┌─ MATERIALS PROVIDED
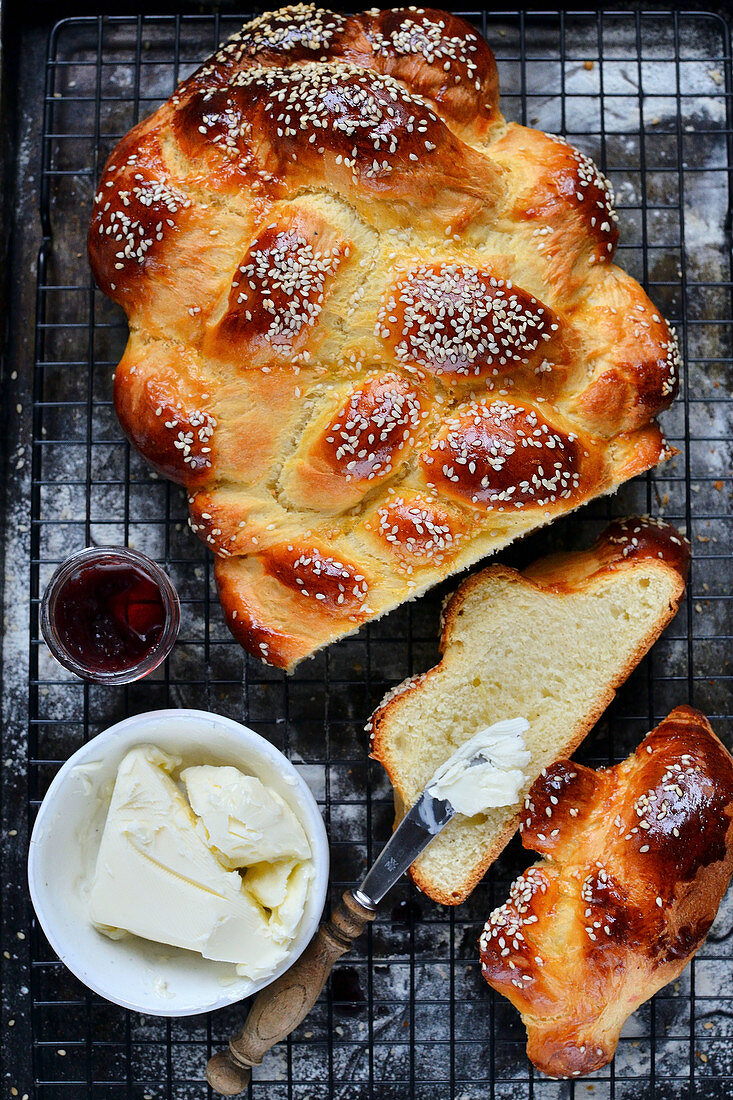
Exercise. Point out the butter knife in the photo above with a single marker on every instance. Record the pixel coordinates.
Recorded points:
(281, 1007)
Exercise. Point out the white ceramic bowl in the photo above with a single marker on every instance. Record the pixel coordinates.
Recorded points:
(137, 974)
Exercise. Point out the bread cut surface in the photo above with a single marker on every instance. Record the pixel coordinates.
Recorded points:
(374, 330)
(550, 645)
(637, 858)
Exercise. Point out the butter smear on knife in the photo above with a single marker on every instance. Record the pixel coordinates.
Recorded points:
(488, 770)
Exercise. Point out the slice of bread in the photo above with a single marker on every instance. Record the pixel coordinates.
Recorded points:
(550, 645)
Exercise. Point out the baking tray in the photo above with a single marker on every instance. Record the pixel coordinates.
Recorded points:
(406, 1015)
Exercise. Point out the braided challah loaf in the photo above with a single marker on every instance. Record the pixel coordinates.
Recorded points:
(374, 330)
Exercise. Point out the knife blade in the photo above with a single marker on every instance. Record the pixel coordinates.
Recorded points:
(427, 817)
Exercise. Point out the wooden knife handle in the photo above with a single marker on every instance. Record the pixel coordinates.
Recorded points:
(280, 1008)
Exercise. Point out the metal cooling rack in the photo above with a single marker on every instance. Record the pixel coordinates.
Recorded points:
(408, 1016)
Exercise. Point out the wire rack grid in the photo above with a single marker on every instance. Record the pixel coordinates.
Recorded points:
(407, 1014)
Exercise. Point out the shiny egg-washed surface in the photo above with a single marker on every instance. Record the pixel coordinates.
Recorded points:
(375, 330)
(636, 860)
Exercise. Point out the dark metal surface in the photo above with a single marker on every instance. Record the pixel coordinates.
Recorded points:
(408, 1015)
(426, 818)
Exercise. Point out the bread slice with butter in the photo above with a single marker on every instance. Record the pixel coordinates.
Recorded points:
(551, 645)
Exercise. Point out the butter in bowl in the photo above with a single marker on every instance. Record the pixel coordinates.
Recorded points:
(178, 862)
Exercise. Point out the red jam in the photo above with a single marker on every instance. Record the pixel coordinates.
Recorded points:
(109, 616)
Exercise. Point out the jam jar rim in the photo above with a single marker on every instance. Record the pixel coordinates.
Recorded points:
(171, 607)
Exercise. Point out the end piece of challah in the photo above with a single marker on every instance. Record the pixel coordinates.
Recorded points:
(637, 858)
(374, 330)
(551, 644)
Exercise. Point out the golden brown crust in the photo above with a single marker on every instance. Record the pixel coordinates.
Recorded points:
(637, 859)
(621, 547)
(368, 315)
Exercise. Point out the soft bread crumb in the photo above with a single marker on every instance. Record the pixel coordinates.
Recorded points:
(516, 649)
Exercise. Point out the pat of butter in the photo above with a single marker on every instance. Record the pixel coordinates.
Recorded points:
(244, 821)
(157, 878)
(494, 780)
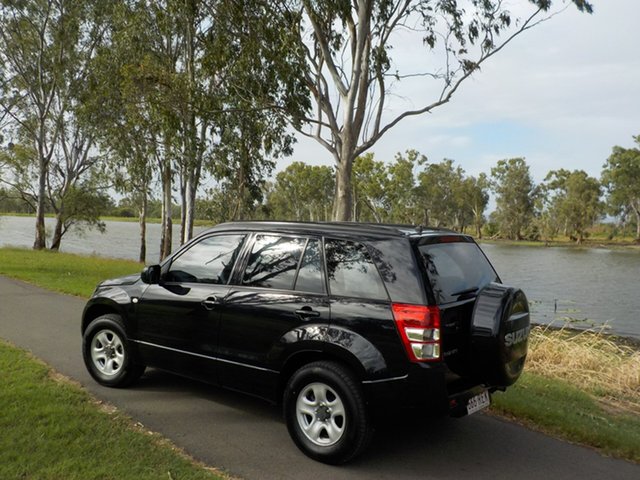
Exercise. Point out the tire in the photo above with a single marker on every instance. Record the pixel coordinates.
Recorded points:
(326, 413)
(108, 354)
(499, 334)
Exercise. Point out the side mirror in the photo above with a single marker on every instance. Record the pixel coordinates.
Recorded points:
(151, 274)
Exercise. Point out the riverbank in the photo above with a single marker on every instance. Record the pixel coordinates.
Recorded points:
(558, 393)
(626, 243)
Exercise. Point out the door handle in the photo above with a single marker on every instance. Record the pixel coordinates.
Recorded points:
(306, 312)
(210, 302)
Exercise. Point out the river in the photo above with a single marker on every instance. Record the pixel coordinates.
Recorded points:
(583, 286)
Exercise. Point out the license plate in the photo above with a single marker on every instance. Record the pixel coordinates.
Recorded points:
(478, 402)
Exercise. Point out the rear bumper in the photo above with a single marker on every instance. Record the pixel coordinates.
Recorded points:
(429, 387)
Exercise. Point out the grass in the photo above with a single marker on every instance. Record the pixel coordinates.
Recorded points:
(581, 386)
(62, 272)
(51, 429)
(563, 410)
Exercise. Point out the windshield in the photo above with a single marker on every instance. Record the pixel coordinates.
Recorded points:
(456, 268)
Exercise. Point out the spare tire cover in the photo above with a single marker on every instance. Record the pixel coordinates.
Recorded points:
(500, 328)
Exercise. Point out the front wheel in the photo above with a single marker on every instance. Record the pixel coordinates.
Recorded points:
(326, 414)
(107, 353)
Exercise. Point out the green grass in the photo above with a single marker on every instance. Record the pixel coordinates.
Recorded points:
(560, 409)
(51, 429)
(541, 400)
(62, 272)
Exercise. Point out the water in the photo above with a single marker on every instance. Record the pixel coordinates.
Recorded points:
(587, 287)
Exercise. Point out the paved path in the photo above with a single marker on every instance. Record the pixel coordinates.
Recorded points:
(248, 438)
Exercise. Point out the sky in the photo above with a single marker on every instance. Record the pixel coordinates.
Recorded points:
(561, 96)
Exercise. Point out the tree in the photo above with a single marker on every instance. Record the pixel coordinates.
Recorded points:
(302, 192)
(573, 200)
(35, 49)
(515, 196)
(476, 197)
(621, 178)
(49, 49)
(440, 193)
(350, 72)
(370, 189)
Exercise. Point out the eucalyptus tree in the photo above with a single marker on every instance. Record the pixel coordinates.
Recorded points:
(573, 198)
(621, 178)
(353, 72)
(46, 48)
(302, 192)
(476, 198)
(370, 189)
(516, 194)
(440, 190)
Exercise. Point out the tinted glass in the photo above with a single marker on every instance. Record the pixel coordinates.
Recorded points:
(310, 277)
(209, 261)
(351, 271)
(273, 262)
(456, 269)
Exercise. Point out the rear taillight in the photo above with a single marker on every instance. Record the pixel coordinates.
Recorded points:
(419, 328)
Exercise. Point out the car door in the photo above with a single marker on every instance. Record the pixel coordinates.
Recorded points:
(177, 319)
(281, 288)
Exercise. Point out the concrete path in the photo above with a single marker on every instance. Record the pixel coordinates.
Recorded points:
(248, 438)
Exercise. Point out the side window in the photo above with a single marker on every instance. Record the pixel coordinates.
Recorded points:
(209, 261)
(273, 262)
(310, 277)
(352, 272)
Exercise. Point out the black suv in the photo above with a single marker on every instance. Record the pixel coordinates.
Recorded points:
(333, 320)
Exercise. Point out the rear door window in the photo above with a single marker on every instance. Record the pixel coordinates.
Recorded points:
(351, 271)
(456, 269)
(310, 278)
(273, 262)
(211, 260)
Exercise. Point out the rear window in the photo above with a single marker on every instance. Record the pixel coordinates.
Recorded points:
(456, 269)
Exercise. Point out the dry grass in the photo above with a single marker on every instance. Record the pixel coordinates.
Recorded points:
(590, 360)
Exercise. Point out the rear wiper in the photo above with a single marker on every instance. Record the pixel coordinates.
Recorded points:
(465, 292)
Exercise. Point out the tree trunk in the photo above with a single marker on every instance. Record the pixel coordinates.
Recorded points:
(143, 228)
(40, 242)
(343, 205)
(57, 233)
(167, 226)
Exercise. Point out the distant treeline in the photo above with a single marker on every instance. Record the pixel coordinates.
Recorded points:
(413, 191)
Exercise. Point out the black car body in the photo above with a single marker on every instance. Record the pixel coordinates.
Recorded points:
(330, 319)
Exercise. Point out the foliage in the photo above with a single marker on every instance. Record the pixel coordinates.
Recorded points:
(351, 74)
(621, 178)
(573, 201)
(302, 192)
(515, 196)
(46, 48)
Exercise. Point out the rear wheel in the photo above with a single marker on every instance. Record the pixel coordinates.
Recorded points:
(326, 414)
(107, 353)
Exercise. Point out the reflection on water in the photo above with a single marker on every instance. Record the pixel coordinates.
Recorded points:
(121, 240)
(585, 286)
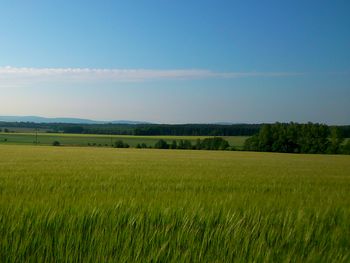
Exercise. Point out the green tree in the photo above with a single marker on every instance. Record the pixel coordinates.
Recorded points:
(336, 139)
(161, 144)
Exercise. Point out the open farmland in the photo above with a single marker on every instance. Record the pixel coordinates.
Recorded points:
(102, 140)
(141, 205)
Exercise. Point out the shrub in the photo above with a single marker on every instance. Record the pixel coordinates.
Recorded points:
(56, 143)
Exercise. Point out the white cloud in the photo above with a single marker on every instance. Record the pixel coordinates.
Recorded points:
(15, 76)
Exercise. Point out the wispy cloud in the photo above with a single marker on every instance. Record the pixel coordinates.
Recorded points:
(21, 76)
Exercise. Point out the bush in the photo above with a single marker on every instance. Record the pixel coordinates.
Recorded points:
(121, 144)
(161, 144)
(56, 143)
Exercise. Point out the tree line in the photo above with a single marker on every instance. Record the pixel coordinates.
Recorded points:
(298, 138)
(149, 129)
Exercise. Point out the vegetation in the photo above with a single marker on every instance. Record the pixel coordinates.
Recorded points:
(296, 138)
(105, 140)
(121, 144)
(216, 143)
(56, 143)
(61, 204)
(141, 129)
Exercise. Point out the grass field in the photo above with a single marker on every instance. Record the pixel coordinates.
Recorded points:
(140, 205)
(101, 140)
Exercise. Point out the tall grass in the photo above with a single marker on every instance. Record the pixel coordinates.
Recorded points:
(109, 205)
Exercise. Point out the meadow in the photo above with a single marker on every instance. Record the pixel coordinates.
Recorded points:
(101, 140)
(76, 204)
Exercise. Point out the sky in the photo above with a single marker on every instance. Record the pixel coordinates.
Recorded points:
(176, 61)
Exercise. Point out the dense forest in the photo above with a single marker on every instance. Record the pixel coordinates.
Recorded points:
(148, 129)
(298, 138)
(141, 129)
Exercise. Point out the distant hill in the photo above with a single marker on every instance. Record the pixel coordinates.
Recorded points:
(37, 119)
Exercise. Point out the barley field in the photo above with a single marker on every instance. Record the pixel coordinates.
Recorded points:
(71, 204)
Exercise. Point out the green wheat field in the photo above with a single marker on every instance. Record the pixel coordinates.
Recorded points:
(81, 204)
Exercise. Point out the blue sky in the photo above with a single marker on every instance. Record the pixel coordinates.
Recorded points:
(176, 61)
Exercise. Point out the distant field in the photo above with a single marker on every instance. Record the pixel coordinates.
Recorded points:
(61, 204)
(101, 140)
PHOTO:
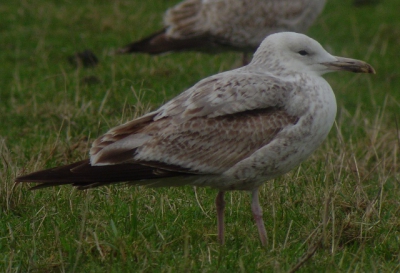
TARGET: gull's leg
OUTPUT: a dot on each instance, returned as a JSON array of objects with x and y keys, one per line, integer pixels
[
  {"x": 220, "y": 204},
  {"x": 257, "y": 213},
  {"x": 245, "y": 58}
]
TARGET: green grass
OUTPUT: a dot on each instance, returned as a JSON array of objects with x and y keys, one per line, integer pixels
[{"x": 347, "y": 193}]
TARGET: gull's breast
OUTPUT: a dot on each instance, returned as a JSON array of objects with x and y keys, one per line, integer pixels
[{"x": 316, "y": 107}]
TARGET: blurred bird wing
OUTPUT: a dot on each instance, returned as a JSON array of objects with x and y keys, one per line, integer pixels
[{"x": 207, "y": 129}]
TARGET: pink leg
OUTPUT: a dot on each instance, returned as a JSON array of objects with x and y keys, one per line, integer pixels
[
  {"x": 257, "y": 213},
  {"x": 220, "y": 203}
]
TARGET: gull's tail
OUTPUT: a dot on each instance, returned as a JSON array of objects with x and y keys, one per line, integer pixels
[{"x": 83, "y": 176}]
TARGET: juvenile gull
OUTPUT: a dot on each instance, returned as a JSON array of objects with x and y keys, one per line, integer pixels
[
  {"x": 210, "y": 25},
  {"x": 231, "y": 131}
]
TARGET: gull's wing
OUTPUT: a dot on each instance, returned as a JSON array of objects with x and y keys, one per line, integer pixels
[
  {"x": 205, "y": 130},
  {"x": 241, "y": 23}
]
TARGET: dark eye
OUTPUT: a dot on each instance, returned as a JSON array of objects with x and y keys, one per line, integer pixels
[{"x": 303, "y": 52}]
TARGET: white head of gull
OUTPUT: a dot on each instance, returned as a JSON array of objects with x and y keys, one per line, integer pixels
[{"x": 231, "y": 131}]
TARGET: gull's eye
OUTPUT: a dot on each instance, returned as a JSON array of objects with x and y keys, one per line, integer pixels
[{"x": 303, "y": 52}]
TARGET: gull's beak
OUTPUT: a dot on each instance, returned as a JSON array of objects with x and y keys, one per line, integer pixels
[{"x": 351, "y": 65}]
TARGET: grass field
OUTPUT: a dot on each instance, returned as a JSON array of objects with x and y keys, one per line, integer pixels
[{"x": 338, "y": 212}]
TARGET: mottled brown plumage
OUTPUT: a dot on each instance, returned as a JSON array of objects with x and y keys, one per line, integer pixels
[
  {"x": 215, "y": 25},
  {"x": 231, "y": 131}
]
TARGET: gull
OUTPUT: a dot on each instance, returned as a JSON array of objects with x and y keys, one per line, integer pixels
[
  {"x": 231, "y": 131},
  {"x": 215, "y": 25}
]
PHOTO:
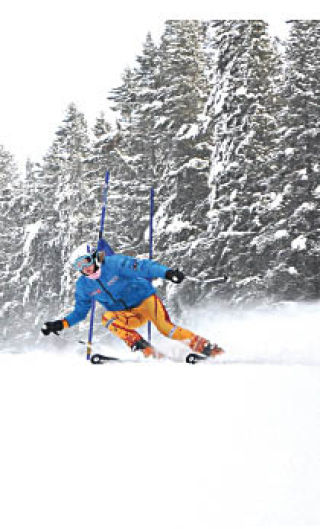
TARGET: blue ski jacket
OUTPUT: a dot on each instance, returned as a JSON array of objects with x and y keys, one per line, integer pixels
[{"x": 123, "y": 284}]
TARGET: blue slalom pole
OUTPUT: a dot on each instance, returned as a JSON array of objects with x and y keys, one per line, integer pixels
[
  {"x": 102, "y": 221},
  {"x": 151, "y": 243}
]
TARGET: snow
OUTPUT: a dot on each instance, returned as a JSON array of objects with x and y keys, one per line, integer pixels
[
  {"x": 31, "y": 232},
  {"x": 316, "y": 192},
  {"x": 232, "y": 443},
  {"x": 299, "y": 243},
  {"x": 281, "y": 234}
]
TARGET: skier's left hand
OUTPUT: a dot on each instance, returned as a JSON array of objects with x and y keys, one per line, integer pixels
[
  {"x": 176, "y": 276},
  {"x": 52, "y": 326}
]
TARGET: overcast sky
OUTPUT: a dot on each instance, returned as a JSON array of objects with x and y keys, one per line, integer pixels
[{"x": 55, "y": 52}]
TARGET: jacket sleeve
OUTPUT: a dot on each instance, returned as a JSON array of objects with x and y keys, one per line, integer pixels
[
  {"x": 81, "y": 308},
  {"x": 132, "y": 268}
]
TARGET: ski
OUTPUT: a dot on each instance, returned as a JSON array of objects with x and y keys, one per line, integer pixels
[{"x": 192, "y": 358}]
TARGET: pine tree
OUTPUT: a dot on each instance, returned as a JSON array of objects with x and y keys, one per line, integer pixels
[
  {"x": 241, "y": 109},
  {"x": 296, "y": 251},
  {"x": 12, "y": 247},
  {"x": 64, "y": 165}
]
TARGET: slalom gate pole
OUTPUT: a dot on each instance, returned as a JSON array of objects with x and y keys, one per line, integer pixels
[
  {"x": 102, "y": 221},
  {"x": 151, "y": 243}
]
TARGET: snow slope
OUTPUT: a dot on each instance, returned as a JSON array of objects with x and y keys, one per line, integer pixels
[{"x": 234, "y": 443}]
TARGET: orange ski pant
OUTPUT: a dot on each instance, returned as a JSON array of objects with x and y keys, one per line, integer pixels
[{"x": 123, "y": 322}]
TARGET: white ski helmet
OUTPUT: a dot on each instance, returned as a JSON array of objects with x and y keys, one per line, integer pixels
[{"x": 82, "y": 256}]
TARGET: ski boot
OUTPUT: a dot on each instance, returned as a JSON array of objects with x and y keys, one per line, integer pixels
[
  {"x": 204, "y": 347},
  {"x": 145, "y": 347}
]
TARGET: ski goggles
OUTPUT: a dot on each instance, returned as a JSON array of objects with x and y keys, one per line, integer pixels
[{"x": 83, "y": 261}]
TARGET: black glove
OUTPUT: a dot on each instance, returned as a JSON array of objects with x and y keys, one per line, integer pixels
[
  {"x": 52, "y": 326},
  {"x": 174, "y": 275}
]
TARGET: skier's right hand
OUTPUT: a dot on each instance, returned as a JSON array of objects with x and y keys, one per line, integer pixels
[
  {"x": 52, "y": 326},
  {"x": 176, "y": 276}
]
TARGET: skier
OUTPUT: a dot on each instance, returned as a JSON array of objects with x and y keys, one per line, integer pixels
[{"x": 122, "y": 285}]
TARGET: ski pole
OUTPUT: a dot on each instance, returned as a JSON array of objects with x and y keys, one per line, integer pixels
[
  {"x": 102, "y": 221},
  {"x": 151, "y": 244},
  {"x": 216, "y": 280},
  {"x": 90, "y": 335}
]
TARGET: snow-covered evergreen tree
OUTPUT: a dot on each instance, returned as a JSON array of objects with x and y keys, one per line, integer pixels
[
  {"x": 242, "y": 117},
  {"x": 64, "y": 165},
  {"x": 292, "y": 240},
  {"x": 13, "y": 249},
  {"x": 184, "y": 148}
]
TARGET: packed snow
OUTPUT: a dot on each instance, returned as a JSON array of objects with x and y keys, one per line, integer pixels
[{"x": 233, "y": 442}]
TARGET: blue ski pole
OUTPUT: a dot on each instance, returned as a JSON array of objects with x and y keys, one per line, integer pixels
[
  {"x": 151, "y": 243},
  {"x": 102, "y": 220}
]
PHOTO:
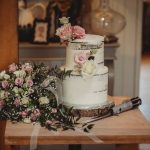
└─
» **WHAT THE EXERCISE ASKS**:
Transcribe exactly the span of lines that opens with the line holding "TARGET: blue ski pole" and closes with the last line of the entries above. Omit pictures.

» **TASK SOLUTION**:
TARGET: blue ski pole
OUTPUT: a dot on each instance, returned as a JSON array of objects with x and y keys, one per line, integer pixels
[
  {"x": 151, "y": 243},
  {"x": 102, "y": 220}
]
PHOTO:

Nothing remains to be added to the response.